[Source data]
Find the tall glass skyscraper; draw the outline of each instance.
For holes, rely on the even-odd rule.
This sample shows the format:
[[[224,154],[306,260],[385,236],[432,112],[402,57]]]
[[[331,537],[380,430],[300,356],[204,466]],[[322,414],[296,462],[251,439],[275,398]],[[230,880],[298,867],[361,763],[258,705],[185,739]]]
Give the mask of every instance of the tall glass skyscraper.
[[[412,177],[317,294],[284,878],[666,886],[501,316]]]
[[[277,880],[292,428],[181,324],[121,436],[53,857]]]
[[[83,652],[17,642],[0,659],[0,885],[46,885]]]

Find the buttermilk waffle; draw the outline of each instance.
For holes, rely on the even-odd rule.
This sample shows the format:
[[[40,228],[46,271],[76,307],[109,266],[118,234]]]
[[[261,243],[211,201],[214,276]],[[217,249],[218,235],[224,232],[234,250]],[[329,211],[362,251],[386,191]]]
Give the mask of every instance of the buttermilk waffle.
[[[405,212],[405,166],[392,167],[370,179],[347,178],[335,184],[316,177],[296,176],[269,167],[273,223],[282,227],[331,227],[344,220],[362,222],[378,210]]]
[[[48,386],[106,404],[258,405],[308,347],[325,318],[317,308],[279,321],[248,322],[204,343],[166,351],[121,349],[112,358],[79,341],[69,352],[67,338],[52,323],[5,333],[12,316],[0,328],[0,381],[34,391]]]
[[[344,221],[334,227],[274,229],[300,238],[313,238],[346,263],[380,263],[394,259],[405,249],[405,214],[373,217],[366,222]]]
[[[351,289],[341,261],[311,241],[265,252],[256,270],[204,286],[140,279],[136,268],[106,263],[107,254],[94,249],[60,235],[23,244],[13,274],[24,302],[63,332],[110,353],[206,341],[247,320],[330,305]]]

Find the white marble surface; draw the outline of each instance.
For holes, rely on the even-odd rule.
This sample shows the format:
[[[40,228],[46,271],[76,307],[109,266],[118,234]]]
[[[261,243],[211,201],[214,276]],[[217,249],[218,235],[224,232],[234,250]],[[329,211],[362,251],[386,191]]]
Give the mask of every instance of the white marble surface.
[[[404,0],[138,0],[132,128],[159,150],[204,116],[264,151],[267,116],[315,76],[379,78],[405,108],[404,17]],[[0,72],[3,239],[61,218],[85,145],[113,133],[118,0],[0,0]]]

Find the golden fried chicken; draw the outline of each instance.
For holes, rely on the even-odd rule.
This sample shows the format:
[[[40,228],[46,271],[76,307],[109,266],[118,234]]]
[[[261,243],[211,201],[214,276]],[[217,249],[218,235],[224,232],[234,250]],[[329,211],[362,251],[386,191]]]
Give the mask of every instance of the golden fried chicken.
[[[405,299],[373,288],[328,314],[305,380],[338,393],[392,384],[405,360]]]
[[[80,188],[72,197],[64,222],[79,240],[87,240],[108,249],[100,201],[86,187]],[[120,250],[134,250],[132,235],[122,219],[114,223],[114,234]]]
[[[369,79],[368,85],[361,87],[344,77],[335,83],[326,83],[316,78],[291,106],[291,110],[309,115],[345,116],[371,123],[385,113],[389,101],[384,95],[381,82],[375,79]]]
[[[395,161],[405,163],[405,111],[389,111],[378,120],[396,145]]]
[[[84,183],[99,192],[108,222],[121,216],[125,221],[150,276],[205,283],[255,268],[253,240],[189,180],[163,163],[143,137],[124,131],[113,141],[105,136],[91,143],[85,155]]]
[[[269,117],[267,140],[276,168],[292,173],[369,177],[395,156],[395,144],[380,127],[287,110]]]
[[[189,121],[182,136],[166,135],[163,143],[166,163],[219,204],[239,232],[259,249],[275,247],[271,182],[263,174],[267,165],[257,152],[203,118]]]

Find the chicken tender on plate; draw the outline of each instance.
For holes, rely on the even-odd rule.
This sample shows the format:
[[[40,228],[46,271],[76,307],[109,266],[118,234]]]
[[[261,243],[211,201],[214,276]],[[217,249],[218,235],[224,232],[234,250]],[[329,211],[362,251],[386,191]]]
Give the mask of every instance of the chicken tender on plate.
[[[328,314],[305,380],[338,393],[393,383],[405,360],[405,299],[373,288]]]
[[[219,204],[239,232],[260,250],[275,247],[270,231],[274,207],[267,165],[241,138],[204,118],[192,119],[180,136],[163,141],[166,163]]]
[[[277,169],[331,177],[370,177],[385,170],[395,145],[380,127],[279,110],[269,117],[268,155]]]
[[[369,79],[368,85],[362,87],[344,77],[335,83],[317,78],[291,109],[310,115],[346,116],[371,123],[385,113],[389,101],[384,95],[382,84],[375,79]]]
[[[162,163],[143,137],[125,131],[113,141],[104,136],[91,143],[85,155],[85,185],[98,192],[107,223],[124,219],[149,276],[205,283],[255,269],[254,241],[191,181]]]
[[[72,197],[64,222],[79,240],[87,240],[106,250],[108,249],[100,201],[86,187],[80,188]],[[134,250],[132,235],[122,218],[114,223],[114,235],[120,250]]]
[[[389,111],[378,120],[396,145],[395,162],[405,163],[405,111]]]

- [EXERCISE OBJECTIVE]: Locate each line in the entries above that contains the word "buttermilk", matching case exactly, and copy every such line in full.

- [SOLUTION TO THIS TASK]:
Find the buttermilk waffle; draw the outline of each instance.
Give the mask of every instance of the buttermilk waffle.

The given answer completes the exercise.